[Region labeling items]
^^^^
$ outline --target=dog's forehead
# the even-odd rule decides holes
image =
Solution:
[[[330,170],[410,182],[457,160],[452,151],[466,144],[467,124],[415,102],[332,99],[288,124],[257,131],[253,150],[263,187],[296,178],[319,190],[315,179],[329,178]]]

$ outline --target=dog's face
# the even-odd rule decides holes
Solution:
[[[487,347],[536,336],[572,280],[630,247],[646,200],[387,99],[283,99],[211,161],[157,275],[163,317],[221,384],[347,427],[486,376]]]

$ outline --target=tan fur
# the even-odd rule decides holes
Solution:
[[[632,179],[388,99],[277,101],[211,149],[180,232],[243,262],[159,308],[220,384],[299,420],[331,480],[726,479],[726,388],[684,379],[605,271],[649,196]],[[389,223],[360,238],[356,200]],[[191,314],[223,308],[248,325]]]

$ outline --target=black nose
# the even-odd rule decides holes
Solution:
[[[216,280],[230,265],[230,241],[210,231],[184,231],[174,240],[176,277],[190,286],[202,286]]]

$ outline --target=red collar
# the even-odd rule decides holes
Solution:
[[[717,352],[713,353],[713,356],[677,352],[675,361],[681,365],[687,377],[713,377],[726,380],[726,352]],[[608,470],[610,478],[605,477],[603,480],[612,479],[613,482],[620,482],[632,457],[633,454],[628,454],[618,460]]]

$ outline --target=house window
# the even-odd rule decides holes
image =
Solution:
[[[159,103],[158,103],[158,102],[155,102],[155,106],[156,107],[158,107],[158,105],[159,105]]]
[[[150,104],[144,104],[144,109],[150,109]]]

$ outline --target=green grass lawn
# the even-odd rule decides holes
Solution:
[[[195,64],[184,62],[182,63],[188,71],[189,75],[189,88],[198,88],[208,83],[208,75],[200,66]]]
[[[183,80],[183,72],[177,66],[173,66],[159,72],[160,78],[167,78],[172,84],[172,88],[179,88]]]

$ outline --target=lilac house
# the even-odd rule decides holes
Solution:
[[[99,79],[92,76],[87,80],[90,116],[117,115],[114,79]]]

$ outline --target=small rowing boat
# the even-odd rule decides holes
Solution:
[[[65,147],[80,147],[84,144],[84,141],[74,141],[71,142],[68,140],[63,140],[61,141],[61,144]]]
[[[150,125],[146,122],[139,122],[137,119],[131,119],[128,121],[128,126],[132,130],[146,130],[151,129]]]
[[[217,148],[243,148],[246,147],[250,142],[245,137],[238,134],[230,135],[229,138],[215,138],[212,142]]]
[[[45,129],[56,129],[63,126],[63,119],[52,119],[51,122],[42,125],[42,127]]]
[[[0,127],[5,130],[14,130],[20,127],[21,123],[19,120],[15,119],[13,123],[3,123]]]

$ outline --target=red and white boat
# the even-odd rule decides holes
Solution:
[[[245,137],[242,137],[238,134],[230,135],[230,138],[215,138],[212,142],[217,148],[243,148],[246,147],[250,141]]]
^^^^
* [REQUIRED TASK] Rewrite the stretch of material from the line containing "--target=green grass lawn" through the end of the material, keeping every line. Shift each polygon coordinate in the answers by adding 19 to it, and leave everything else unchanged.

* [OUTPUT OF THE EXERCISE]
$ outline --target=green grass lawn
# the even-odd rule decides holes
Solution:
[[[214,83],[203,81],[201,82],[207,90],[208,94],[208,107],[217,107],[227,102],[227,94],[219,85]]]
[[[202,99],[202,91],[196,85],[192,85],[178,91],[179,97],[186,97],[191,103],[191,107],[198,107]]]

$ outline --target=lilac house
# the even-odd rule decides holes
Solution:
[[[118,98],[111,95],[106,99],[109,135],[136,134],[133,98]]]

$ outline --target=small rowing boat
# the even-odd rule decides holes
Solution:
[[[84,166],[99,166],[103,163],[103,160],[93,160],[90,161],[87,159],[82,159],[80,160],[80,163]]]
[[[169,144],[165,141],[158,141],[156,138],[150,138],[147,140],[147,145],[151,149],[165,149],[170,148]]]
[[[236,167],[262,167],[265,166],[269,161],[264,156],[257,153],[249,154],[248,157],[234,157],[231,161]]]
[[[64,148],[75,148],[82,145],[82,138],[71,138],[70,141],[61,144],[61,146]]]
[[[19,146],[24,149],[33,149],[39,146],[40,142],[38,139],[34,138],[32,142],[22,142]]]

$ outline --target=red and white boat
# the even-odd rule decides holes
Solution:
[[[264,156],[261,156],[257,153],[249,154],[249,157],[234,157],[231,161],[236,167],[262,167],[265,166],[269,160]]]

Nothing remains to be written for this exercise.